■ Instruction ■
According to the preprint page, on what date was version 1 received?

■ Supplied text ■
++++++
Preprint Article Version 1 Preserved in Portico This version is not peer-reviewed

Integration of Sentinel-3 and MODIS Vegetation Indices with ERA-5 Agro-meteorological Indicators for Operational Crop Yield Forecasting

Version 1 : Received: 6 December 2021 / Approved: 8 December 2021 / Online: 8 December 2021 (15:42:11 CET)

How to cite: Bojanowski, J.S.; Sikora, S.; Musiał, J.P.; Woźniak, E.; Dąbrowska-Zielińska, K.; Slesiński, P.; Milewski, T.; Łączyński, A. Integration of Sentinel-3 and MODIS Vegetation Indices with ERA-5 Agro-meteorological Indicators for Operational Crop Yield Forecasting. Preprints 2021, 2021120143 (doi: 10.20944/preprints202112.0143.v1). Bojanowski, J.S.; Sikora, S.; Musiał, J.P.; Woźniak, E.; Dąbrowska-Zielińska, K.; Slesiński, P.; Milewski, T.; Łączyński, A. Integration of Sentinel-3 and MODIS Vegetation Indices with ERA-5 Agro-meteorological Indicators for Operational Crop Yield Forecasting. Preprints 2021, 2021120143 (doi: 10.20944/preprints202112.0143.v1).
++++++
■ Data ■
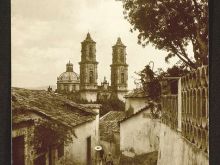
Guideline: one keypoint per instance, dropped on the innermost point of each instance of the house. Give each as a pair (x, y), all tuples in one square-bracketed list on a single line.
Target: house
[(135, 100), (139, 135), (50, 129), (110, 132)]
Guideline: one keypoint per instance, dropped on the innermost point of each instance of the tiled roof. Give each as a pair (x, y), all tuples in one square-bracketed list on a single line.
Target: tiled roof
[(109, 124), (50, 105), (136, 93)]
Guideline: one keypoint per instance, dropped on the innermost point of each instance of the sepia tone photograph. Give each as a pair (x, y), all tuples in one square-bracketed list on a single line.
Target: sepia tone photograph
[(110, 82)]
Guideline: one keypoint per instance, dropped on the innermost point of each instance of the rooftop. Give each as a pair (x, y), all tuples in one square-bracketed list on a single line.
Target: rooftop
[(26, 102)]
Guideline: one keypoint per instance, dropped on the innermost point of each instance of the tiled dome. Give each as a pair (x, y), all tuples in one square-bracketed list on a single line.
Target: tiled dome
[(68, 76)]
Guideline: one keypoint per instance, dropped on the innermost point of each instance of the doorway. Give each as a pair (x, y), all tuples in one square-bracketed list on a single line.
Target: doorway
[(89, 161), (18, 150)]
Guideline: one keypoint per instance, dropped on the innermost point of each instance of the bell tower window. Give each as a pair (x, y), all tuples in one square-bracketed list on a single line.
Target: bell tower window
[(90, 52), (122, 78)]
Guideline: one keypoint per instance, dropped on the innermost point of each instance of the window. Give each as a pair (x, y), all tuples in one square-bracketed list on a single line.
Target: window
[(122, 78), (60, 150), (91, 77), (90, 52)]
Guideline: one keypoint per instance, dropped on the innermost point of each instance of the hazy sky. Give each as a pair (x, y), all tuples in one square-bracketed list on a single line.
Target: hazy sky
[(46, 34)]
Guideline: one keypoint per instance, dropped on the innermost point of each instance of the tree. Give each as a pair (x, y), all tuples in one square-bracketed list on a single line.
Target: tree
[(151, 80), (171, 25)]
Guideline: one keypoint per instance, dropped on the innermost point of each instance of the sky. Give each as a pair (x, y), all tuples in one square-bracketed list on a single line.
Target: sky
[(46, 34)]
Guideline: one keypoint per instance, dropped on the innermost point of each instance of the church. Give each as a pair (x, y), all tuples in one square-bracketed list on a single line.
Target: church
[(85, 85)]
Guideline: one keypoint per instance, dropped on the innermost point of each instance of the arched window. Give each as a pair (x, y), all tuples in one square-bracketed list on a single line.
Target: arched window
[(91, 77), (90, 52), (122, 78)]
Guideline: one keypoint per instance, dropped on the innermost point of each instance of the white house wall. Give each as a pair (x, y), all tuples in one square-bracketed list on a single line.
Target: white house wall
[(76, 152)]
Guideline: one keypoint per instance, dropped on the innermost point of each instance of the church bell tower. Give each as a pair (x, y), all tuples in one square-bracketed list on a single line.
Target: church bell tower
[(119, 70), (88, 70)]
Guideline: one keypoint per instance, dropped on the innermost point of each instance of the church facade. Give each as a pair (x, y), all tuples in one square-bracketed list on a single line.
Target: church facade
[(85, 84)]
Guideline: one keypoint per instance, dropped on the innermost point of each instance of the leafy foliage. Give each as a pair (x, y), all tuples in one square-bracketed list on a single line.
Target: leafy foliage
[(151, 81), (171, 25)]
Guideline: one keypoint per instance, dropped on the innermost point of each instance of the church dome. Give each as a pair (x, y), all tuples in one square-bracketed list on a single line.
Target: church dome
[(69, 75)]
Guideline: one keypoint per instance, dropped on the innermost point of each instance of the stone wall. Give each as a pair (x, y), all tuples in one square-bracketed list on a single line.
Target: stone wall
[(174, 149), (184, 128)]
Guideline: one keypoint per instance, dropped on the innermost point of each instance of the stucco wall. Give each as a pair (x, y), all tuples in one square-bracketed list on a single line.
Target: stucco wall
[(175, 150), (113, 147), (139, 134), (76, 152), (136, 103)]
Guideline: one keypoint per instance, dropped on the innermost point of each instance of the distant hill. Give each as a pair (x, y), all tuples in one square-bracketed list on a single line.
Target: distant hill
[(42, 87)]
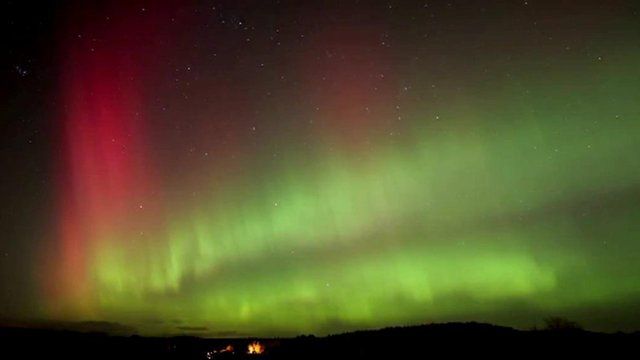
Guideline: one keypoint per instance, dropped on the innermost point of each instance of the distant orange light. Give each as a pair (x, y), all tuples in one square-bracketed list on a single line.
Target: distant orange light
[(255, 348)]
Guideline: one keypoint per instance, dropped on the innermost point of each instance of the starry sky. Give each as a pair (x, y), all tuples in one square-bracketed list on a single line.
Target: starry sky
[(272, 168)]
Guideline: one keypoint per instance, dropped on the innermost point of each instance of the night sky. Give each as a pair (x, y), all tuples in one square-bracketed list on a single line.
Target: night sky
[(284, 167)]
++++++
■ Exercise result ■
6 December 2021